- Data supplied

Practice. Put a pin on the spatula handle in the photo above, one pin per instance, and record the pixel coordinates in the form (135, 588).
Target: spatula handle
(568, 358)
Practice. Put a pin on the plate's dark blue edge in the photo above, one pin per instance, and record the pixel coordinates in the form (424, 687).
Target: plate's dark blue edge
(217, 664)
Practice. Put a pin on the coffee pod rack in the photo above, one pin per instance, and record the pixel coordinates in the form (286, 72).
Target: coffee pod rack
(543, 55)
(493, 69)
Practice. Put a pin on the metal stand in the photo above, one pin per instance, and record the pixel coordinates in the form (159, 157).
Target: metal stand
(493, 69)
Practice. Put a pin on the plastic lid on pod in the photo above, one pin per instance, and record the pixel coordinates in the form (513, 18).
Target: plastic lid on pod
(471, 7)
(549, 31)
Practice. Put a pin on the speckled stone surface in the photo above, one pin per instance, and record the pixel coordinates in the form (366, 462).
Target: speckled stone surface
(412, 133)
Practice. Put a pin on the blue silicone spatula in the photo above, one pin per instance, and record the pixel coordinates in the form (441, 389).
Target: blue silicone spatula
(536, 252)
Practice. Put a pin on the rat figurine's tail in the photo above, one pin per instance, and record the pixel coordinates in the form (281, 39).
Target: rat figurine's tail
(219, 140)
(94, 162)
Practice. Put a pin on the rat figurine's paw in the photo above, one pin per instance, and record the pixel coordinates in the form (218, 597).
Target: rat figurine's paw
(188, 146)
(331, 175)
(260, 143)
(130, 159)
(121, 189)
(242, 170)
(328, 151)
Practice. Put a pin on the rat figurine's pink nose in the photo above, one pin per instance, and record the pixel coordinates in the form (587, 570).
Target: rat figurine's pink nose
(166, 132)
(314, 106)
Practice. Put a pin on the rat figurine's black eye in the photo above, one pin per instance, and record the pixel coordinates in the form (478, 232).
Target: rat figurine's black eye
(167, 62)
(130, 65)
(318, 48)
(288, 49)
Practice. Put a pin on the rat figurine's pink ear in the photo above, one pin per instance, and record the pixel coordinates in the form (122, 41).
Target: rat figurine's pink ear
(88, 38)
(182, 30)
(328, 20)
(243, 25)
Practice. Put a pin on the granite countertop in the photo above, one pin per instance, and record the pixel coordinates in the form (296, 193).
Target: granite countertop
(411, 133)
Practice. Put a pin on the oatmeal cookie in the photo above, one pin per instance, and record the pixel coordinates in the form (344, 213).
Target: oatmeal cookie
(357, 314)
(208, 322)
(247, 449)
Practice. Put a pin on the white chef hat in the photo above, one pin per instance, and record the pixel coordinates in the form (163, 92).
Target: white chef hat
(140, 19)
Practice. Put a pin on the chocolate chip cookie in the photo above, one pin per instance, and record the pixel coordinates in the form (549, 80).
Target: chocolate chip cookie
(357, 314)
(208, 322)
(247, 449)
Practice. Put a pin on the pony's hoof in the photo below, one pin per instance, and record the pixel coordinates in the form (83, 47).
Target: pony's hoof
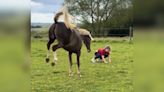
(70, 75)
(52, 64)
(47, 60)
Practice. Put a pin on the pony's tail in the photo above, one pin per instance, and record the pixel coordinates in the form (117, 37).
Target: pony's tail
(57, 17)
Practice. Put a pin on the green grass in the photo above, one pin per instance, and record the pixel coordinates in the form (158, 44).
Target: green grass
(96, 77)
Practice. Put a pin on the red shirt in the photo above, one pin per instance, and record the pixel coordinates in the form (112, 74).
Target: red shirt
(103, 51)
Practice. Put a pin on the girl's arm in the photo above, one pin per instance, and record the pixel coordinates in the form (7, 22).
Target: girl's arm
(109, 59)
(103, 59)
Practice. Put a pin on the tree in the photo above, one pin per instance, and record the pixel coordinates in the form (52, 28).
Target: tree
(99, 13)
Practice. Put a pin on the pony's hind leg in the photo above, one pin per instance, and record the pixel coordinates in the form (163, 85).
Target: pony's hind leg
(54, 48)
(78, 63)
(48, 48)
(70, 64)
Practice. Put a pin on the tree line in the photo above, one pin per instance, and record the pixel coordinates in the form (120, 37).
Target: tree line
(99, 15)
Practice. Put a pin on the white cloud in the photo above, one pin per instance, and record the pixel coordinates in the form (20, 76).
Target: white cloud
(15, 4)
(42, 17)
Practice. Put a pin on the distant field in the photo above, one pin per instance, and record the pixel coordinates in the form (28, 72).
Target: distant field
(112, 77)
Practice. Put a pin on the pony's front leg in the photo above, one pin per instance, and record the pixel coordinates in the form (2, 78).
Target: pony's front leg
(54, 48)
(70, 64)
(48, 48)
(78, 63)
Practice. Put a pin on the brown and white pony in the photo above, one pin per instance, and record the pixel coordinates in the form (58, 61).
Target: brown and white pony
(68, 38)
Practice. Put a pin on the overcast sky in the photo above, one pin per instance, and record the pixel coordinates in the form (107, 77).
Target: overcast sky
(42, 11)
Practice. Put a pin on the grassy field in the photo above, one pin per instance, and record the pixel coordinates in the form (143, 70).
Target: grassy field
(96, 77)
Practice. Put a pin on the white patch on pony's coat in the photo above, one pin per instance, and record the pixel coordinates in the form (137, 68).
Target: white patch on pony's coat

- Aim of the task
Write the material out again exactly as it appears, dropping the pictures.

- The completed task
Practice. Put a pin on the spatula handle in the photo above, one pin per instance, and record the pixel coordinates in the form (135, 588).
Target: spatula handle
(568, 358)
Practice. Put a pin on the plate's dark blue edge in the photo above, one pin per instance, and record the pixel coordinates in the form (424, 687).
Target: plate's dark blue edge
(217, 664)
Practice. Put a pin on the coffee pod rack in the photo above, one pin per instance, and record the pixel coordinates in the form (286, 72).
Target: coffee pod rack
(543, 55)
(493, 69)
Practice. Put a pin on the metal stand in the photo above, one pin per instance, and record the pixel coordinates in the form (159, 157).
Target: metal stand
(493, 69)
Practice. Put a pin on the plastic lid on pod in the photo above, one pin per instance, and record the pixel coordinates in the form (513, 18).
Target: plastic lid on pod
(471, 7)
(549, 31)
Practice. Put a pin on the speckled stone surface in the photo above, one pin per instance, and record the pixel coordinates in the form (366, 462).
Target: speckled stone surface
(412, 133)
Practice. Put a pin on the blue silicone spatula in the photo above, one pin per instance, and record the pixel coordinates in the form (441, 389).
Target: blue silicone spatula
(536, 252)
Practice. Put a pin on the rat figurine's tail in the photo above, one pin per instance, and record the pixel coordinates in the form (281, 39).
Target: rat figurine's tail
(219, 140)
(94, 162)
Practice. Put a pin on the rat figurine's paw in the photo above, one pin per instance, and record the pixel coordinates in the form (218, 597).
Target: rat figurine's paw
(188, 146)
(331, 175)
(260, 143)
(130, 159)
(121, 189)
(242, 170)
(328, 151)
Practice. Put a pin on the rat figurine's pink nose in the photo above, one pin per instance, and record the pixel coordinates in the form (587, 570).
Target: rat figurine's pink nose
(166, 132)
(314, 106)
Practice. Put a pin on the rat figurine's black eye in the photo above, one pin per instance, and record the pixel coordinates in the form (478, 232).
Target: rat figurine's black eye
(167, 62)
(130, 65)
(318, 48)
(288, 49)
Practice. Put a pin on the rat figurine's pink ear in the photo above, one pin per instance, and record the pixel coordinates in the form (122, 41).
Target: rat figurine's pink ear
(88, 38)
(182, 30)
(328, 20)
(243, 25)
Practice. Put a pin on the granite countertop in the photo above, one pin per instance, and record the pixel coordinates in the form (296, 193).
Target: granite countertop
(411, 133)
Practice. Put a pin on the oatmeal cookie in the photo above, one pin per instance, and record the pixel coordinates in the form (344, 213).
Target: oatmeal cookie
(357, 314)
(208, 322)
(247, 449)
Practice. Put a pin on the white chef hat in the photo above, one pin per instance, and record the pixel coordinates in the form (163, 92).
Target: white chef hat
(140, 19)
Practice. Put a pin on the chocolate chip cookie in the photo above, one pin per instance, and record the pixel coordinates in the form (549, 80).
Target: chocolate chip cookie
(357, 314)
(208, 322)
(247, 449)
Practice. Put a pin on the pony's hoof in the photo below, one pin per instance, and record the pixel coordinates in the form (83, 47).
Target: pony's hoof
(70, 75)
(52, 64)
(47, 60)
Practice. Put a pin on the pony's tail in the photo above, one pin per instance, and record the pixel coordinates in the form (117, 37).
Target: pony's tail
(57, 17)
Practice. Put a pin on the green grass in the photo above, one pin per instance, and record the pixel coordinates in the form (158, 44).
Target: green grass
(96, 77)
Practice. Put a pin on the red shirt in the photo above, one pin per instance, and record the pixel coordinates in the form (112, 74).
Target: red shirt
(103, 51)
Practice. Put a pin on the girl's arm in the photo above, one pin per instance, and record the pixel coordinates in the form (7, 22).
Target: girl's arm
(109, 59)
(103, 59)
Practice. Put a pin on the tree in the photo above, one pin per instance, and record the pixel coordinates in the form (52, 28).
Target: tree
(99, 13)
Practice. Put a pin on the pony's hind leg in the photo above, one pin per instance, and record the pixel coordinates in the form (163, 85).
Target: pony's hind leg
(54, 48)
(78, 63)
(48, 48)
(70, 64)
Practice. Put a pin on the tree line in the photo above, one pin per instance, and record the pixel coordinates in the form (120, 37).
Target: tree line
(99, 15)
Practice. Put a pin on the white cloud in the photo above, one pin per instance, and record the pixel coordinates in the form (20, 76).
Target: white cloud
(15, 4)
(42, 17)
Practice. Put a pin on the distant field in the photo above, one pin per instance, and record the pixel coordinates in the form (28, 72).
Target: distant field
(112, 77)
Practice. Put a pin on the pony's front leg in the photo above, one pin per instance, and record the pixel coordinates in the form (2, 78).
Target: pony's front leg
(54, 48)
(70, 64)
(48, 48)
(78, 63)
Practice. Put a pin on the brown and white pony in the photo above, one pin per instance, and record the pixel coordinates in the form (58, 61).
Target: brown and white pony
(68, 38)
Practice. Put a pin on the overcast sky in the photo above, one pin per instance, and record the pixel coordinates in the form (107, 77).
Target: overcast sky
(42, 11)
Practice. Put a pin on the grassy field in the photo above, one pin per instance, and record the pixel coordinates in the form (143, 70).
Target: grassy field
(96, 77)
Practice. Put a pin on the white patch on pony's coat in the photo above, one pin per instance, and record the pixel coordinates in the form (137, 68).
Target: white patch on pony's coat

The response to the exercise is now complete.